■ EXERCISE DIRECTIONS ■
Starting with the line that contains "Rules: pick out each instance of the blue bollard" and going on through the line that contains "[[9, 197], [185, 185], [245, 183], [138, 189], [80, 197]]", give those lines again with "blue bollard" swapped for "red bollard" and nothing else changed.

Excerpts from point annotation data:
------------------------------------------------------------------------

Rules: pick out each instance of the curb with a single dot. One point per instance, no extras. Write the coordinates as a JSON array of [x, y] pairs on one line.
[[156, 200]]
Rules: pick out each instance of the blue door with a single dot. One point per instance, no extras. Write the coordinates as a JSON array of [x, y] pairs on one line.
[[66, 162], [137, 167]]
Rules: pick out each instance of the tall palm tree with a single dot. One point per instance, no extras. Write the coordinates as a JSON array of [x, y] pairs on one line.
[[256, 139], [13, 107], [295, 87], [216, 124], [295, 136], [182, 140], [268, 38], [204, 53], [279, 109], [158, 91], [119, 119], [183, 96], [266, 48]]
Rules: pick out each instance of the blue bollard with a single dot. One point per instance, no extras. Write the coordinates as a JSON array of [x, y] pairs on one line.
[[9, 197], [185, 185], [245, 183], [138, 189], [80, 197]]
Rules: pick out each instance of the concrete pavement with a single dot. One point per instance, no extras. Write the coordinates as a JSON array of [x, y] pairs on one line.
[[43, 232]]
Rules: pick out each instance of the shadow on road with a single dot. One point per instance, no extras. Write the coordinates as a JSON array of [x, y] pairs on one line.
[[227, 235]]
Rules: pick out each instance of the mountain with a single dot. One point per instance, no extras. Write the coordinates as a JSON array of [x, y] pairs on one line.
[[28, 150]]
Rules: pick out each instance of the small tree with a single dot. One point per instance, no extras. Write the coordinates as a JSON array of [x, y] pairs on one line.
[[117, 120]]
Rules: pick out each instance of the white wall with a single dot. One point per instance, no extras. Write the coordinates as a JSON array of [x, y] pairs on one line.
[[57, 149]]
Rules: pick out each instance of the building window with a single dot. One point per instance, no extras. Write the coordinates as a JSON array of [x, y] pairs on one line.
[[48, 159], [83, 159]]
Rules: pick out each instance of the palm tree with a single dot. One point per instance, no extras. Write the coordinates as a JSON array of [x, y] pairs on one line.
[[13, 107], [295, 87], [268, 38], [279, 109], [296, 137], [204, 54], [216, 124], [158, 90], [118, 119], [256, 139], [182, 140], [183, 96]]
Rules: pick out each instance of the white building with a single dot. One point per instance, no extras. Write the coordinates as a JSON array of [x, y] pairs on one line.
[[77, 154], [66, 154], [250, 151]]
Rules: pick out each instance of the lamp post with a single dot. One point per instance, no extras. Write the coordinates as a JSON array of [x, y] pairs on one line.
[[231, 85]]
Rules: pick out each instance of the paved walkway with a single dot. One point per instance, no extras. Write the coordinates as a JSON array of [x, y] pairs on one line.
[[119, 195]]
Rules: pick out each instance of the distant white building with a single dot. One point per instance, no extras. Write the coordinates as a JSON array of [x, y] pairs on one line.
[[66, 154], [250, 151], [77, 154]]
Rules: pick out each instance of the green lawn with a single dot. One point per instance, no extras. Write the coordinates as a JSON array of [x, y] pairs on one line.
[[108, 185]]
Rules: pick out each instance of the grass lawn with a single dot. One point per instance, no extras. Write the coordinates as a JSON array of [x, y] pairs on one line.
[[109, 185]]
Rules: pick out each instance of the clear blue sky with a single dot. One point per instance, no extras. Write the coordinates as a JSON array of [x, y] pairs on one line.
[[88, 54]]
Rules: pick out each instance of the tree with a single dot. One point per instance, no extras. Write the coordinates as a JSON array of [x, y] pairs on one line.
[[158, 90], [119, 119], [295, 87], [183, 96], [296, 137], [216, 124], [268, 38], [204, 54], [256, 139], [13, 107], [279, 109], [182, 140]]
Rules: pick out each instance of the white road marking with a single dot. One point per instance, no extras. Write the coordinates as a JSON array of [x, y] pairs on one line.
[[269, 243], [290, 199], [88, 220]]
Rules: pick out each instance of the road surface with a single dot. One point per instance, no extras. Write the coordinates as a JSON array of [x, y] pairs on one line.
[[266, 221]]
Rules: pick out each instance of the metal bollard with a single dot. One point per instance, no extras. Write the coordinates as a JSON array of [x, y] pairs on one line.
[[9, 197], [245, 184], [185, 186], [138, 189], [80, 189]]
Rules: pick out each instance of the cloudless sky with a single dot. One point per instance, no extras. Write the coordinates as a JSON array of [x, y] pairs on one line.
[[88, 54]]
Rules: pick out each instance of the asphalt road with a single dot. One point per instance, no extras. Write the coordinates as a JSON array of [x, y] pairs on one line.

------------------------------------------------------------------------

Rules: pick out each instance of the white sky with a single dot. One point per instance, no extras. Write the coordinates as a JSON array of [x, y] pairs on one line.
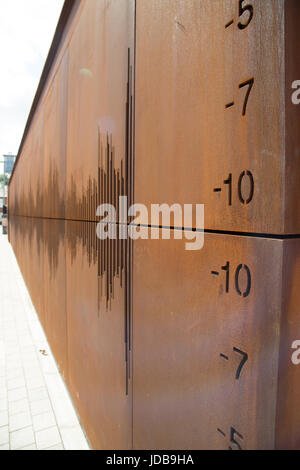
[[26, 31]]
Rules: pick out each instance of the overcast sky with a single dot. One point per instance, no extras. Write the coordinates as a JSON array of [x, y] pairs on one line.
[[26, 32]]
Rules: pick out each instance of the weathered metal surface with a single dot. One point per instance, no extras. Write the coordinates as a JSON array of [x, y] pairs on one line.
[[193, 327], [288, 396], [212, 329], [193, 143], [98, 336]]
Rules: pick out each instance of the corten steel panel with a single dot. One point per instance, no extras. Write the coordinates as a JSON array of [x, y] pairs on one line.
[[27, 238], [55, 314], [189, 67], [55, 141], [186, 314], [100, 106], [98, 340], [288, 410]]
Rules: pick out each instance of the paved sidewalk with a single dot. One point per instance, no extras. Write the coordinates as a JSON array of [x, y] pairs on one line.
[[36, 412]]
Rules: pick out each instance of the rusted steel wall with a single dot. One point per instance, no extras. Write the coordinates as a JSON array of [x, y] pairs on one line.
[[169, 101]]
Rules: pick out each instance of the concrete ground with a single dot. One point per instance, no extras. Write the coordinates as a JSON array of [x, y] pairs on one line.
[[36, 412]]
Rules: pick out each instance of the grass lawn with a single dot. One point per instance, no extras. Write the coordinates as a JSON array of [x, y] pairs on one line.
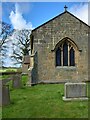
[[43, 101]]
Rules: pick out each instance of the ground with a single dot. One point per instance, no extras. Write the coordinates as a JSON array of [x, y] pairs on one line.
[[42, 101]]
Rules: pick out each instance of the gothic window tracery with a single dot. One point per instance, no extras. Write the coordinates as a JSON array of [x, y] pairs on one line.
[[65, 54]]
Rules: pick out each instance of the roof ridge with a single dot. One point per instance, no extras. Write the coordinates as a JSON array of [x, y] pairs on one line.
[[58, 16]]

------------------------------------------------------------------------

■ FINISHED TASK ■
Rules: pick out each instance of the red bollard with a single dot. One point per instance, no extras. Write the coordinates as a JSON array of [x, y] pairs on one line.
[[9, 197], [185, 185], [245, 183], [138, 189], [80, 197]]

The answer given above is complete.